## Items from a dataset:

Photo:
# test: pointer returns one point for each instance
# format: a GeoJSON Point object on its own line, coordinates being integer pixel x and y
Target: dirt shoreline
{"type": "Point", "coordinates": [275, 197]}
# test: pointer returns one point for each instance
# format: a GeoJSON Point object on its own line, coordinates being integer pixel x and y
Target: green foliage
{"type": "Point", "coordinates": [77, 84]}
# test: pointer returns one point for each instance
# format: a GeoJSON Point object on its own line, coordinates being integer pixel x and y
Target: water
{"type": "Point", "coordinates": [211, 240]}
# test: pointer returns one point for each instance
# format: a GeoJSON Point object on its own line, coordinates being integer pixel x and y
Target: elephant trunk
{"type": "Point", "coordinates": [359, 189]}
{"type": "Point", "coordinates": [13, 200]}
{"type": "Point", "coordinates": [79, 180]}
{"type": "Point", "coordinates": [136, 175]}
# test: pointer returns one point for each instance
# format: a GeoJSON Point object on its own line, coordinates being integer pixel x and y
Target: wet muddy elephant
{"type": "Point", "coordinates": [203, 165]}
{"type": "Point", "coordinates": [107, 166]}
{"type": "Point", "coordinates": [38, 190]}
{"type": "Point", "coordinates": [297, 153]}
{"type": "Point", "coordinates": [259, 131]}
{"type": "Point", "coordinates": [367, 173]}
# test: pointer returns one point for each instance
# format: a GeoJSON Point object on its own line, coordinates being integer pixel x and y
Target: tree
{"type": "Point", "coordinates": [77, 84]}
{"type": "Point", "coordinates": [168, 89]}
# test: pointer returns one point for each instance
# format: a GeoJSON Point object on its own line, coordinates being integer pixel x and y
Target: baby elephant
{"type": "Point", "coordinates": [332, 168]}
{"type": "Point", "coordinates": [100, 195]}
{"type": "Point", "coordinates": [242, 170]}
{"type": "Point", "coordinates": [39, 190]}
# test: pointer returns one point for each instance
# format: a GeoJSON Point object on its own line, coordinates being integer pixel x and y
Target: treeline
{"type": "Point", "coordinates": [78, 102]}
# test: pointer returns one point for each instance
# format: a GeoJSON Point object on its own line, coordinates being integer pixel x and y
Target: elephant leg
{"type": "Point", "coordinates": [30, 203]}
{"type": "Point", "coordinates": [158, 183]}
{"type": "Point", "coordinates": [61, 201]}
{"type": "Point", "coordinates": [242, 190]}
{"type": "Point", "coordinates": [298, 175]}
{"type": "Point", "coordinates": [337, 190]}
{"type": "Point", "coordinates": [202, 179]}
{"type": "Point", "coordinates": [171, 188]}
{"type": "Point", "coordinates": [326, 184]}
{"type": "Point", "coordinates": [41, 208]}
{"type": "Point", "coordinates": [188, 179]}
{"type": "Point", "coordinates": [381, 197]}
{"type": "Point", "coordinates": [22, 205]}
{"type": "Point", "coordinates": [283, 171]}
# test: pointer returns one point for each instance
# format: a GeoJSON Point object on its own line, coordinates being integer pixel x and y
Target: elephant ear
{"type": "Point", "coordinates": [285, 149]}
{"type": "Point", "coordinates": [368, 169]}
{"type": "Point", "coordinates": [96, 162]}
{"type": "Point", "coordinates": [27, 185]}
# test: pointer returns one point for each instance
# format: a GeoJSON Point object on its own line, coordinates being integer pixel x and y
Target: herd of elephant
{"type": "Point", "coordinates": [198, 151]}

## Stated goal:
Using the exact wording, write out all of the records.

## Exercise response:
Photo:
# test: pointer returns one point for each instance
# format: a GeoJSON Point object on its own line, coordinates being integer pixel x and y
Target: dirt shoreline
{"type": "Point", "coordinates": [275, 197]}
# test: pointer returns one point for each instance
# format: a GeoJSON Point object on its own line, coordinates being integer pixel x and y
Target: green foliage
{"type": "Point", "coordinates": [77, 84]}
# test: pointer returns one point for each instance
# format: a GeoJSON Point object on its own line, coordinates being integer pixel x and y
Target: water
{"type": "Point", "coordinates": [211, 240]}
# test: pointer returns one point for each instance
# format: a GeoJSON Point object on its own line, coordinates being integer pixel x and y
Target: elephant trunk
{"type": "Point", "coordinates": [359, 189]}
{"type": "Point", "coordinates": [13, 200]}
{"type": "Point", "coordinates": [79, 180]}
{"type": "Point", "coordinates": [136, 175]}
# test: pointer returns one point for each instance
# format: a GeoJSON Point object on its own line, coordinates being integer pixel x and y
Target: wet muddy elephant
{"type": "Point", "coordinates": [203, 165]}
{"type": "Point", "coordinates": [107, 166]}
{"type": "Point", "coordinates": [38, 190]}
{"type": "Point", "coordinates": [297, 153]}
{"type": "Point", "coordinates": [259, 131]}
{"type": "Point", "coordinates": [367, 173]}
# test: pointer returns one point for each instance
# format: a GeoJSON Point object on its own line, coordinates being integer pixel x and y
Target: tree
{"type": "Point", "coordinates": [77, 84]}
{"type": "Point", "coordinates": [168, 89]}
# test: pointer returns one point for each instance
# format: a GeoJSON Point object on its own line, coordinates being integer pixel x and y
Target: baby elephant
{"type": "Point", "coordinates": [332, 168]}
{"type": "Point", "coordinates": [100, 195]}
{"type": "Point", "coordinates": [242, 170]}
{"type": "Point", "coordinates": [39, 190]}
# test: pointer returns one point for each instance
# format: a GeoJSON Point object on its own line, coordinates being integer pixel x and y
Target: treeline
{"type": "Point", "coordinates": [78, 102]}
# test: pointer returns one point for each instance
# format: a GeoJSON Point object on its own line, coordinates being integer pixel x and y
Target: elephant leg
{"type": "Point", "coordinates": [30, 203]}
{"type": "Point", "coordinates": [158, 183]}
{"type": "Point", "coordinates": [61, 201]}
{"type": "Point", "coordinates": [242, 190]}
{"type": "Point", "coordinates": [298, 175]}
{"type": "Point", "coordinates": [337, 190]}
{"type": "Point", "coordinates": [202, 179]}
{"type": "Point", "coordinates": [171, 188]}
{"type": "Point", "coordinates": [326, 184]}
{"type": "Point", "coordinates": [41, 208]}
{"type": "Point", "coordinates": [188, 179]}
{"type": "Point", "coordinates": [381, 197]}
{"type": "Point", "coordinates": [22, 205]}
{"type": "Point", "coordinates": [283, 171]}
# test: pointer returns one point for each instance
# format: a GeoJSON Point object on its own line, coordinates being integer pixel x and y
Target: elephant ear
{"type": "Point", "coordinates": [285, 149]}
{"type": "Point", "coordinates": [368, 169]}
{"type": "Point", "coordinates": [96, 162]}
{"type": "Point", "coordinates": [27, 185]}
# test: pointer returns one point for each instance
# format: a GeoJSON Point object on its own line, coordinates being integer pixel x and y
Target: herd of elephant
{"type": "Point", "coordinates": [198, 151]}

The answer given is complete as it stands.